The National Museum of Contemporary Art is launching on 28/1 the cycle of its winter solo exhibitions, centered on the large group exhibition “Modern Love”.

Love in the years of “Cold Intimacy”, which was inaugurated in December 2022, edited by the director of EMST Katerina Gregou.

The artists focus is on the effect that the internet, social media and the modern economy of technology has on relationships and modern life.

With the exhibitions of Michael Karikis, Eleni Bagakis, Erika Skurtis, Hannah Toticki, Melanie Bonajo and the in situ painting installation of Dan Perjovschi, an exhibition route is woven throughout the museum, with the large group exhibition as the central axis “Modern Love. Love in the years of Cold Intimacy”.

Starting from the ground floor of the museum, Danish artist Hannah Toticki, under the title “Everything, everywhere all the time” examines the emotional architecture created by work environments in Western societies, the effects of burnout on everyday life, work addiction and working life as forms of a possible secular religion, and the problematic role of insomnia in a society struggling for productivity, acceleration and growth. As part of the opening, the performance of “In Sacred Work” will be presented at 18.00 and 20.00.

Information given:
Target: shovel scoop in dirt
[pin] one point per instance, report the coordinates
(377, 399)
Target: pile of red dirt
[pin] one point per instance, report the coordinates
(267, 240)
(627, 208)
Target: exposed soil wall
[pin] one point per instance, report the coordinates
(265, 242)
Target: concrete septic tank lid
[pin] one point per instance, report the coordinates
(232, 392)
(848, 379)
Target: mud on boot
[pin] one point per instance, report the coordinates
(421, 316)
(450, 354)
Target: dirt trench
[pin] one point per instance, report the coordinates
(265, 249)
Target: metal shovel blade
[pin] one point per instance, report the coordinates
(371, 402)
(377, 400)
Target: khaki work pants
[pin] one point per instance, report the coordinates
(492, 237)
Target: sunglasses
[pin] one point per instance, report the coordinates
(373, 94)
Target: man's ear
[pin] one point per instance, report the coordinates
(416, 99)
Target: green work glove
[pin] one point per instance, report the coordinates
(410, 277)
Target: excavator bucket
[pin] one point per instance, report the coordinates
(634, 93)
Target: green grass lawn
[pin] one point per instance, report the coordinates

* * *

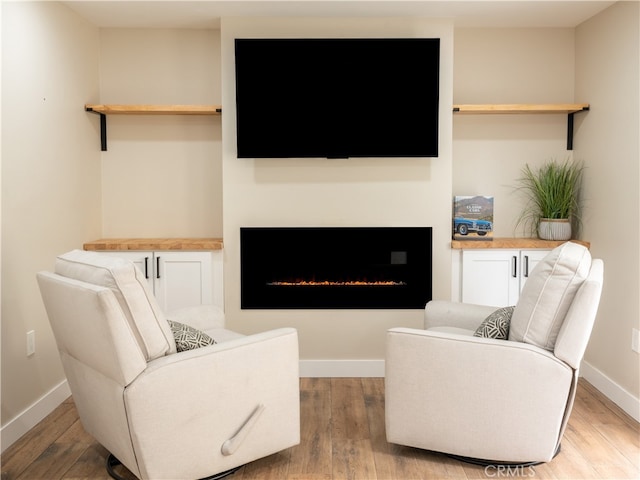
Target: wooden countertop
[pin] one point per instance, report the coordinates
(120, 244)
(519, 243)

Questions:
**a)** Repeat the part of the exhibition announcement from "The National Museum" to "EMST Katerina Gregou.".
**b)** Answer these questions using the exhibition announcement:
(i) Who is the director of EMST named in it?
(ii) What nationality is Hannah Toticki?
(iii) At what times will the performance "In Sacred Work" be presented?
**c)** Please write the next part of the exhibition announcement, picking up after its final sentence.
The entries have no connection to the exhibition announcement.

Responses in order:
**a)**
The National Museum of Contemporary Art is launching on 28/1 the cycle of its winter solo exhibitions, centered on the large group exhibition “Modern Love”.

Love in the years of “Cold Intimacy”, which was inaugurated in December 2022, edited by the director of EMST Katerina Gregou.

**b)**
(i) Katerina Gregou
(ii) Danish
(iii) 18.00 and 20.00

**c)**
Eleni Bagaki shapes her painting exhibition “Something like a poem, a nude, and flowers in a vase” as a condition of dreamlike wandering and observation on desire, sexuality, and erotic search.

Erika Skurtis turns viewers into witnesses of her personal life with her autobiographical work “All your faces”, where personal biography meets the collective, the personal interacts with the political and reality with fiction.

Acclaimed artist of the diaspora Michael Karikis presents on the fourth floor of the museum six pivotal video-audio installations from his artistic career in the last decade. In his exhibition, entitled “Why we are together”, the common denominator of the works is the special polyphonic poetics of Karikis, which, through different narratives and a sense of solidarity, connects groups of people fighting for a better future.

Melanie Bonajo from the Netherlands, with ‘Progress vs Regress’ explores the impact of technological innovations on senior citizens, who have experienced the most sudden changes in human history.

The Romanian Dan Perjovschi, known for his cartoons inspired by current affairs, politics, social issues and modern pathogens, creates at EMST and in his first solo museum exhibition in Greece, a new, large-scale mural, almost 30 meters, directly on the largest wall of the EMST foyer. Title of the project “The Long Wall Report Drawing on a wall”.